- Source text:
[Start of section]

Opposition leader calls for dismissal of Barbados finance minister

Opposition leader Mia Mottley, addressing supporters at the party’s ninth People’s Assembly on Monday night, also gave Prime Minister Stuart a one week deadline for sending home Sinckler.

“For this economy to grow, Chris Sinckler must go. And I say to Freundel Stuart that if by next Sunday Chris Sinckler is still Minister of Finance . . . then Freundel too must go,” she said, adding  “he has one week to move Chris Sinckler as Minister of Finance”.

Over the last weekend, Prime Minister Stuart defended the economic policies of his administration saying that he was certain that in the “route” being pursued would yield the success the island wants in the future.

The government has begun laying off employees as part of a programme to revive the ailing economy and has also indicated that it would not be rushing to fill vacancies within the public service.

The government’s policy has come in for criticism from the trade unions and even one senior minister, Dr. David Estwick, the agriculture minister, saying the government was using the “wrong medicine” to deal with the economic problems facing the island.

But as he addressed supporters of the ruling Democratic Labour Party (DLP) at a constituency branch meeting on Sunday night,  Prime Minister Stuart said his administration was not playing “blind man’s bluff” with the local economy and would also not be derailed from its fiscal programme.

[End of section]

- Using the information:
A. In the report on the call to dismiss Barbados's finance minister, what deadline did Mia Mottley give Prime Minister Stuart?
B. Proceed with the report on the call to dismiss Barbados's finance minister, beginning after its final sentence.
The rows are not required for either task.

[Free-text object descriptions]
[Start of section]

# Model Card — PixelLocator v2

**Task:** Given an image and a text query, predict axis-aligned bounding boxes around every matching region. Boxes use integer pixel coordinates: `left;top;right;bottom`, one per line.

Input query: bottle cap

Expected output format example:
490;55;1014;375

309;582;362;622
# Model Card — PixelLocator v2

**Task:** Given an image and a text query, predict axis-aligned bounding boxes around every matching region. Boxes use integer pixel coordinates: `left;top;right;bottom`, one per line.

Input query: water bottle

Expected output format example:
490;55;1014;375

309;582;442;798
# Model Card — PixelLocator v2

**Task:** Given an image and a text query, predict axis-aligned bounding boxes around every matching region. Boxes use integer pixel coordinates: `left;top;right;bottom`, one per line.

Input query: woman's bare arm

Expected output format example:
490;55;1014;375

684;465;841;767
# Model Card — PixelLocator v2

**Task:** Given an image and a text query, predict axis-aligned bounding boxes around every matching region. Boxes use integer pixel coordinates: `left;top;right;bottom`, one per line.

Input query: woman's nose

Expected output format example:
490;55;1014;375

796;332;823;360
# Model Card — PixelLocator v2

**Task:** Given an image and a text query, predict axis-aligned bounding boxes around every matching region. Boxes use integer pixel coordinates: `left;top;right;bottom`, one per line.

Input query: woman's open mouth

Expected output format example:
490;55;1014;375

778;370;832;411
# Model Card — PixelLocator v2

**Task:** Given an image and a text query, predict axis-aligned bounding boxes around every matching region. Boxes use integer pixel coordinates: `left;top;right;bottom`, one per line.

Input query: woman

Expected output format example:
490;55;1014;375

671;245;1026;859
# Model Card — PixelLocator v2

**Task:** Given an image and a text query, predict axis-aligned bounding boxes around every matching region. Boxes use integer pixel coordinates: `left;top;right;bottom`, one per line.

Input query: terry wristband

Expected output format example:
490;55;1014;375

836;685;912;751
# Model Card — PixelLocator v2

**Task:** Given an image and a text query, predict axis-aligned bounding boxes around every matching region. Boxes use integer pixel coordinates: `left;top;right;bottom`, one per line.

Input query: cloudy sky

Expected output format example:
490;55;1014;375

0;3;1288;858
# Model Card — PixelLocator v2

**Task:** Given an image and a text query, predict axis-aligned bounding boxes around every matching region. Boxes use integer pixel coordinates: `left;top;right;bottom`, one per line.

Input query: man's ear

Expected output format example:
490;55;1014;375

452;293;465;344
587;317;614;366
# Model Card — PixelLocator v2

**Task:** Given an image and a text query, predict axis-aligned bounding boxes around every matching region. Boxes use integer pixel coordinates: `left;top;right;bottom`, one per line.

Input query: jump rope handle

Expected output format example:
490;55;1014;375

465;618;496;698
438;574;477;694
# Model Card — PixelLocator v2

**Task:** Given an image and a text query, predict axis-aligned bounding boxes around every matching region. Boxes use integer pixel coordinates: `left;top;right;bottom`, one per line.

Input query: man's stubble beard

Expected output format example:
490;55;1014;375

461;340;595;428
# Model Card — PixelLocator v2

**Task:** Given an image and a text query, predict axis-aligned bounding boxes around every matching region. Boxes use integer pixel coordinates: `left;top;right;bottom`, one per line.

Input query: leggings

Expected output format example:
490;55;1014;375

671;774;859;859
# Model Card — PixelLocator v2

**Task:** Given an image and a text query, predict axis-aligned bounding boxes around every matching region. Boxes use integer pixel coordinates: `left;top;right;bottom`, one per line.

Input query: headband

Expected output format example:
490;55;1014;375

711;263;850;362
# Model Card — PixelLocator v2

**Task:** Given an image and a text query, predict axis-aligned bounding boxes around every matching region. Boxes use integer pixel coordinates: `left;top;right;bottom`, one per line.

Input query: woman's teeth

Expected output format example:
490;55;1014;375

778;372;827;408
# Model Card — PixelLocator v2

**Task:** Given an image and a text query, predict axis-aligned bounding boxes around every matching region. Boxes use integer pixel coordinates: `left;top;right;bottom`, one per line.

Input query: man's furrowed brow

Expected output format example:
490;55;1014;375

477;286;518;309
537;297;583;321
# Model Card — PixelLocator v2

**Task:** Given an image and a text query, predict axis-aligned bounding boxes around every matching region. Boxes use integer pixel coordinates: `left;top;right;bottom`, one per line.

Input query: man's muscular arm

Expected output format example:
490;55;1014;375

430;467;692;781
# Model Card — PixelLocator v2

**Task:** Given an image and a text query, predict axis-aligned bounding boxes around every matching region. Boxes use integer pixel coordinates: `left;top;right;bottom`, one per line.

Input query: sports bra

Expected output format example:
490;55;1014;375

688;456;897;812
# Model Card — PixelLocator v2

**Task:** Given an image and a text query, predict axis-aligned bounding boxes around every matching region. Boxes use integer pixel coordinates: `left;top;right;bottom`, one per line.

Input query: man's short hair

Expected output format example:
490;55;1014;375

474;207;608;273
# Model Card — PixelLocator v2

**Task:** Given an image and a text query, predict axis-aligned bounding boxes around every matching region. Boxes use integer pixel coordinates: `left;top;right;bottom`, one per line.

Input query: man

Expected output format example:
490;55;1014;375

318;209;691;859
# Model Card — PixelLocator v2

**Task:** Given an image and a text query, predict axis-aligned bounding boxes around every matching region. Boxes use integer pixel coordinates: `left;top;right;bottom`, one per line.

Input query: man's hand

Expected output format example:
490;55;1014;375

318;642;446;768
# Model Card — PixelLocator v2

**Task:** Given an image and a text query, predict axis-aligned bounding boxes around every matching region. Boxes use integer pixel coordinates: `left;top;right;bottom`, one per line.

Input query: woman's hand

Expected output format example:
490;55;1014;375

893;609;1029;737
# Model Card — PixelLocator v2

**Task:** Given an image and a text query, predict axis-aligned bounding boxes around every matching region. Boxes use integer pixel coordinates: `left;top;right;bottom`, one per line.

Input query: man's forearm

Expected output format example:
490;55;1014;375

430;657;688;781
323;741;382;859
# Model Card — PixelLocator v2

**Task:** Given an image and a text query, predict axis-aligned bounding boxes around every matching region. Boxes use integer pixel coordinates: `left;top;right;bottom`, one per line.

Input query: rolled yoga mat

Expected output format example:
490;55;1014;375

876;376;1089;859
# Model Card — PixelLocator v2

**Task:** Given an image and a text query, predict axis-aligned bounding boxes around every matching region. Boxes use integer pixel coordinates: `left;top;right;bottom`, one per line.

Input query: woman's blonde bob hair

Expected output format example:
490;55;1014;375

[End of section]

- Answers per task:
A. One week, until the next Sunday, to remove Chris Sinckler as Minister of Finance.

B.
But Mottley told BLP supporters that the International Monetary Fund (IMF) would soon be conducting a review of the local economy and she was confident it would give Barbados a failing grade.

“He (Prime Minister Stuart) can avoid this woman [Mottley), any time so. He can avoid the IDB (Inter American Development Bank), avoid the CDB, (Caribbean Development Bank) he can avoid everybody. “But when the IMF tells you tomorrow what I suspect they will tell them, for Chris Sinckler to remain in charge of this economy will be the biggest act of contempt by a leader of Barbados since Independence,” Mottley said without elaborating on what steps the BLP would take if Sinckler remains in office.

“Tomorrow marks a new judgment on the Barbados economy, and if as I suspect it (IMF) will say what everybody else has said, the people of Barbados must now go to a higher level and a firm purpose to recognise that the crisis is now not only upon us but confirmed in the judgment

in the international community.

“And the only thing that can allow the crisis to eat us alive, is allowing this Government to continue to make decisions.”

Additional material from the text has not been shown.